● **練習問題**:
a) 寿司漫画のレビューに出てくる作品名と人名をすべて挙げてください。
b) データの行のうち「Query」という語を含むものをすべて抜き出してください。

● **文書本文**:
______________________________
すしいち!(3) の商品レビュー
やはり、この寿司漫画、一味も二味も違う。『中華一番!』シリーズで、中華料理の魅力を多くの読み手に伝えられた実力がある、小川悦司先生だからこそ、寿司を題材にした、この『すしいち!』も面白く出来るんだろう 鯛介の寿司そのものが美味しそうってのも、この作品の魅力だが、やはり、私は寿司を...
______________________________
● **作業用データ**:
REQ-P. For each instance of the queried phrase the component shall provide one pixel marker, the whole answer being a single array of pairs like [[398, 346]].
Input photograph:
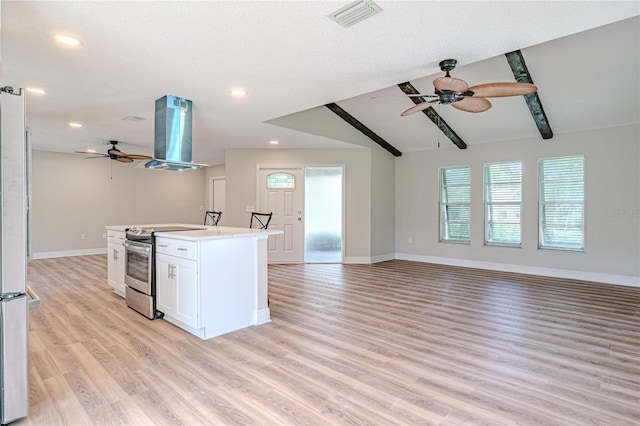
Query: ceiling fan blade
[[417, 95], [472, 104], [419, 107], [93, 154], [498, 90], [139, 157], [450, 83]]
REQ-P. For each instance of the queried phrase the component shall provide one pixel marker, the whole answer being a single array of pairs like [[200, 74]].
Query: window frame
[[443, 207], [290, 175], [488, 204], [542, 245]]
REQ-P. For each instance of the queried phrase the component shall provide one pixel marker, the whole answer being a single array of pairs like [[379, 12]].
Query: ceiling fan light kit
[[457, 93]]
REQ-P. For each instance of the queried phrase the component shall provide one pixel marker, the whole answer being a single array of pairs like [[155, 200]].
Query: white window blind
______________________________
● **解答**:
a) すしいち!、中華一番!、小川悦司、鯛介

b)
Query: ceiling fan blade
Query: window frame
Query: ceiling fan light kit
Query: white window blind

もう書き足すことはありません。